> [Tasks to perform]
**1)** Decide whether each statement below agrees with the blog post on deriving Latent Dirichlet Allocation, and for each one answer yes or no and quote the deciding words from the blog post. (a) The author had already found a Web tutorial explaining how to derive the LDA formulas with a mean-field variational approach. (b) The examples on the Wikipedia page about Variational Bayesian methods cover the case of LDA. (c) Blei's 2003 paper introduces LDA.
**2)** Transcribe the stretch of the blog post on deriving Latent Dirichlet Allocation from "I haven't yet" through "give enough detail.".
**3)** From the last sentence of the blog post on deriving Latent Dirichlet Allocation, list every symbol that is defined using the words "is the" and give what each one stands for.

> [Page]
Friday 27 November 2015

Deriving Latent Dirichlet Allocation using Mean-Field Variational Approach

I haven't yet found a Web tutorial detailing how to derive the formulas for Latent Dirichlet Allocation using a Mean-Field Variational approach, so I thought I could just as well write this blog about it.

Latent Dirichlet Allocation (LDA) is a common technique to determine the most likely topics that are latent in a collection of documents. Blei's (2003) seminal paper introduces LDA and explains a variational approach which is the reference of later work. All tutorials that I have found so far end up referring to Blei's paper, but for people like me, they do not give enough detail.

Wikipedia has a page that explains LDA and how to implement it using Gibbs sampling methods. There's another page in Wikipedia that explains Variational Bayesian methods of the sort that I'm going to cover here, but their examples (based on chapter 10 of  the excellent book by Bishop) do not cover the case of LDA.

So, in this blog I will derive the formulas for the variational approach to LDA from scratch, by relying on the theory and examples explained in Bishop's book.

Generative Model


LDA models a document as being generated from a mixture of topics according to this generative model:
  1. For k = 1 .. $K$:
    1. $\varphi_k \sim \hbox{Dirichlet}_V(\beta)$ 
  2. For m = 1 .. $M$:
    1. $\theta_m \sim \hbox{Dirichlet}_K(\alpha)$
    2. For n = 1 .. $N_m$:
      1. $z_{mn} \sim \hbox{Multinomial}_K(\theta_m)$
      2. $w_{mn} \sim \hbox{Multinomial}_V(\sum_{i=1}^KZ_{mni}\varphi_i)$
In this notation, $z_{mn}$ is a vector with $K$ components such that only one of them has a value of 1, and the rest is zero. Similarly with $w_{mn}$. $K$ is the number of topics, $V$ is the vocabulary, $M$ is the number of documents, and $N_m$ is the number of words in document $m$.

Records from a point labeling set:
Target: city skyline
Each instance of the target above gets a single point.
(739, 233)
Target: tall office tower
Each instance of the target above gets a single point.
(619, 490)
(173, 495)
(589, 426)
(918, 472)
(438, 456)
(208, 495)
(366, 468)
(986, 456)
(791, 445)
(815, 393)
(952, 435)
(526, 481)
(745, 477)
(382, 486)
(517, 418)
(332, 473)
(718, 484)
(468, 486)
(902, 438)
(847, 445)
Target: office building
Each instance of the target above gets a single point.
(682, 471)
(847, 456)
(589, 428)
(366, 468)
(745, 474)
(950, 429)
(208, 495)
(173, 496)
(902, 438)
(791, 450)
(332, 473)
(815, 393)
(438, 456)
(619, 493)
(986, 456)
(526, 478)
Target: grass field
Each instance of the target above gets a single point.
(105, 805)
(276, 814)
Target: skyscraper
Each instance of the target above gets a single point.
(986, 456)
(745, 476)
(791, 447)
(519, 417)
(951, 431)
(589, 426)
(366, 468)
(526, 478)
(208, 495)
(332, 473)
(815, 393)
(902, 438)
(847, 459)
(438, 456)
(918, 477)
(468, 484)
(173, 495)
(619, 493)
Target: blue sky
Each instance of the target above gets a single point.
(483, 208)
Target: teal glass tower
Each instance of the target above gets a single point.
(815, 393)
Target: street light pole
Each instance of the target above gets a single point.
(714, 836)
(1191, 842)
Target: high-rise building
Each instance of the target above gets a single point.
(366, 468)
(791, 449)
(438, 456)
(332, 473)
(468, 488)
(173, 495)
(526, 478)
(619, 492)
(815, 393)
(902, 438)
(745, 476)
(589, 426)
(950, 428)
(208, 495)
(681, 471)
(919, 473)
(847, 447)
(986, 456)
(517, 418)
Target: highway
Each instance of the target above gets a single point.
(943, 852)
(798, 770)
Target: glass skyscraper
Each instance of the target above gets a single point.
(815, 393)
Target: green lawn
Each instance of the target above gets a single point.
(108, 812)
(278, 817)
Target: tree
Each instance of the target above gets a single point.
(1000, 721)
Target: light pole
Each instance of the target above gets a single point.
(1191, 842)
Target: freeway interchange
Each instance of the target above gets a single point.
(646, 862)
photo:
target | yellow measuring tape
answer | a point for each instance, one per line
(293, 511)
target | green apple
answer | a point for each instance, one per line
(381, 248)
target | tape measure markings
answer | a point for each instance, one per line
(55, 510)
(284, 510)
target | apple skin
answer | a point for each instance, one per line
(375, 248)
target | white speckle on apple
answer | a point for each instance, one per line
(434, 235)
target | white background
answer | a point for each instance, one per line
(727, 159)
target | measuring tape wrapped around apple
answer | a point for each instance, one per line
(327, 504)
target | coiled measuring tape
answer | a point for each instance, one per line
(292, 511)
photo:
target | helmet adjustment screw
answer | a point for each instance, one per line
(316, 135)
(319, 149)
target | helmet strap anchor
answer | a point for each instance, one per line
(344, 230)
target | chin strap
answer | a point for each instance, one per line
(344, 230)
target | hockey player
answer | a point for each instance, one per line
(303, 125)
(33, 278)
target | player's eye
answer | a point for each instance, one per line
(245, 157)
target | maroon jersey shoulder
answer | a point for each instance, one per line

> [Answers to the tasks]
**1)**
(a) No: "I haven't yet found a Web tutorial detailing how to derive the formulas for Latent Dirichlet Allocation using a Mean-Field Variational approach"
(b) No: "do not cover the case of LDA"
(c) Yes: "Blei's (2003) seminal paper introduces LDA"

**2)**
I haven't yet found a Web tutorial detailing how to derive the formulas for Latent Dirichlet Allocation using a Mean-Field Variational approach, so I thought I could just as well write this blog about it.

Latent Dirichlet Allocation (LDA) is a common technique to determine the most likely topics that are latent in a collection of documents. Blei's (2003) seminal paper introduces LDA and explains a variational approach which is the reference of later work. All tutorials that I have found so far end up referring to Blei's paper, but for people like me, they do not give enough detail.

**3)**
- K: the number of topics
- V: the vocabulary
- M: the number of documents
- N_m: the number of words in document m